▶ [Set exercise]:
Convert the lines from the beginning through the line containing "139, 104, 186]]" into a two-column CSV with the headers text and boxes, giving one row for each answer that holds the wording before it and the answer itself. Quote every field, replace line breaks with spaces, and omit the picture.

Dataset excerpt
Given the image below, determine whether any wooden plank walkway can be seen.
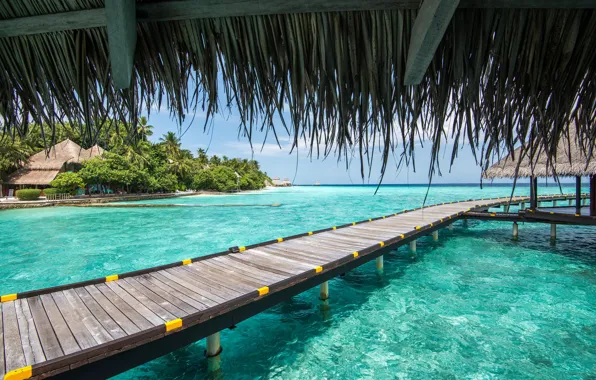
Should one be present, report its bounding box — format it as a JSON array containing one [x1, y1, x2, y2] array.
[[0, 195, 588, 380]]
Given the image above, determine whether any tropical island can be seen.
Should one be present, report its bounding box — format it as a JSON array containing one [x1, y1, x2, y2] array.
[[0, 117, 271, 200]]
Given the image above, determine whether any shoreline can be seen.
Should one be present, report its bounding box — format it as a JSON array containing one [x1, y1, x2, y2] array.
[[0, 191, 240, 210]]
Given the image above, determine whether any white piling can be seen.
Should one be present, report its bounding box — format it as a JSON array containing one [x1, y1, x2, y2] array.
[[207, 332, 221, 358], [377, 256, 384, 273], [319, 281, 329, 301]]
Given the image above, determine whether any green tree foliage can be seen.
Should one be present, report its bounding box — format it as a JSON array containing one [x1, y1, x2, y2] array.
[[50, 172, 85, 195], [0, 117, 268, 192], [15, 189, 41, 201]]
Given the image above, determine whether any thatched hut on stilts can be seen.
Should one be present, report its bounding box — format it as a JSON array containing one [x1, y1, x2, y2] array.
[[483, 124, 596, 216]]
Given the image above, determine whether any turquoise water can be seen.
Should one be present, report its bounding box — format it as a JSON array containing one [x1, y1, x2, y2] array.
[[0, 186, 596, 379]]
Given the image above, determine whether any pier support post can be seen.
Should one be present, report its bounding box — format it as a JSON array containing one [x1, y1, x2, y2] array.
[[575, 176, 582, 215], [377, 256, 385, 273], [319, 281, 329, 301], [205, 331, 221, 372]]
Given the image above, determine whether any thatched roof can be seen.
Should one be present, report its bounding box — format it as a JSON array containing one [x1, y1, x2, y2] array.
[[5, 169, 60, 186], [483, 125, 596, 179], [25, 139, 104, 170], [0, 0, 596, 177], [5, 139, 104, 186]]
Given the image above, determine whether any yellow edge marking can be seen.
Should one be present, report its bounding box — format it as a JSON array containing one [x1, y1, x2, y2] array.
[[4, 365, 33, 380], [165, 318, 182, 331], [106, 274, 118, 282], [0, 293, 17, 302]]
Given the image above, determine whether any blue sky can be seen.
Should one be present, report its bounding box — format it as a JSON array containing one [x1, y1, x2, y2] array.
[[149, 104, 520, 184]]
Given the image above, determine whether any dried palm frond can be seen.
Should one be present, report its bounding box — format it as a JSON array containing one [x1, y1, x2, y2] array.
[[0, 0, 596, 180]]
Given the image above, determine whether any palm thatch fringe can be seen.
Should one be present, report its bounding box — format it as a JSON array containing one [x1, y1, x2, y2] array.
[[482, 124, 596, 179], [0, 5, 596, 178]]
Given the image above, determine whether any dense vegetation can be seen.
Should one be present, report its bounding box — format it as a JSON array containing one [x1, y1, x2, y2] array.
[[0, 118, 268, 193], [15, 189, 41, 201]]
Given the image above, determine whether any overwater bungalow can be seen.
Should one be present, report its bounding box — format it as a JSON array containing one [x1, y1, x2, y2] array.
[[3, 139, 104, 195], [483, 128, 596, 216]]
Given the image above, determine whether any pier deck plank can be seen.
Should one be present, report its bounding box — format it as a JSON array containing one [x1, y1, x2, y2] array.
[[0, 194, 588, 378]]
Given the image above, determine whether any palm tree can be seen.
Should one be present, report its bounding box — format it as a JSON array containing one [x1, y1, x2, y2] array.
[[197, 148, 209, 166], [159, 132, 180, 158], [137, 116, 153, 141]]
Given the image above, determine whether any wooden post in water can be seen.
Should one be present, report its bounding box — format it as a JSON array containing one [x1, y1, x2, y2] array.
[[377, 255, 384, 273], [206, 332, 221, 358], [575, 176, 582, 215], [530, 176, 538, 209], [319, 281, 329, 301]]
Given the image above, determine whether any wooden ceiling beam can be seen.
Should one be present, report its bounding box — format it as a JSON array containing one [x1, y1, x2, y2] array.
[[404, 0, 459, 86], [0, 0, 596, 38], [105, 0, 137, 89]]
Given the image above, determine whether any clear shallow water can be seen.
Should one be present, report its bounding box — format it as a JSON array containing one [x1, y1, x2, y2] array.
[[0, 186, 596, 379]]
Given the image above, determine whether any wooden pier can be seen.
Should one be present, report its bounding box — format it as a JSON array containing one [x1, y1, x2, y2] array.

▶ [Exercise result]:
text,boxes
"Given the image below, determine whether any wooden plank walkway can be seen. Should one be present, report its bounding box — format it as a JSON array containing one [x1, y1, x2, y2] array.","[[0, 195, 588, 380]]"
"Given the image above, determine whether any tropical island can be seen. Should one be present, report its bounding box — format it as a JSON array containing one [x1, y1, x2, y2] array.","[[0, 117, 271, 200]]"
"Given the image above, determine whether any shoreline can be seen. Should one be present, report its bounding box — format it as a JSON array containing one [x1, y1, x2, y2] array.","[[0, 191, 240, 210]]"
"Given the image above, determine whether any white piling can be seen. Should one be present, report its bounding box — format it as a JSON array containing one [x1, y1, x2, y2] array.","[[207, 332, 221, 358], [377, 256, 384, 273], [319, 281, 329, 301]]"
"Given the image above, determine whether any green tree foliage can be seen. Should one be present, report its bounding box — format it as a JSON array containing one [x1, y1, x2, y2] array.","[[50, 172, 85, 195], [0, 117, 268, 192], [15, 189, 41, 201]]"
"Given the image above, determine whether any thatched hut on stilts can be seen. Should one be present, report its bounding box — format it as a JSON array containing one [x1, y1, x2, y2] array.","[[483, 124, 596, 216]]"
"Given the image above, determine whether any turquoise water can be seen. Should one be present, report its bounding box — format it as a JSON array containing one [x1, y1, x2, y2] array.","[[0, 186, 596, 379]]"
"Given the image above, determine whether any pier support post can be seen. Should one be present, report its bounding box — format it as a JSON array containing one [x1, y1, x2, y2] array.","[[575, 176, 582, 215], [377, 256, 385, 273], [319, 281, 329, 301], [205, 331, 221, 372]]"
"Given the image above, determine whether any thatched roof can be seen. Should one be present, report its bounding box — format it as a JSON array containing one [x1, y1, x2, y2] array.","[[5, 169, 60, 186], [483, 125, 596, 179], [25, 139, 104, 170], [0, 0, 596, 177], [5, 139, 104, 186]]"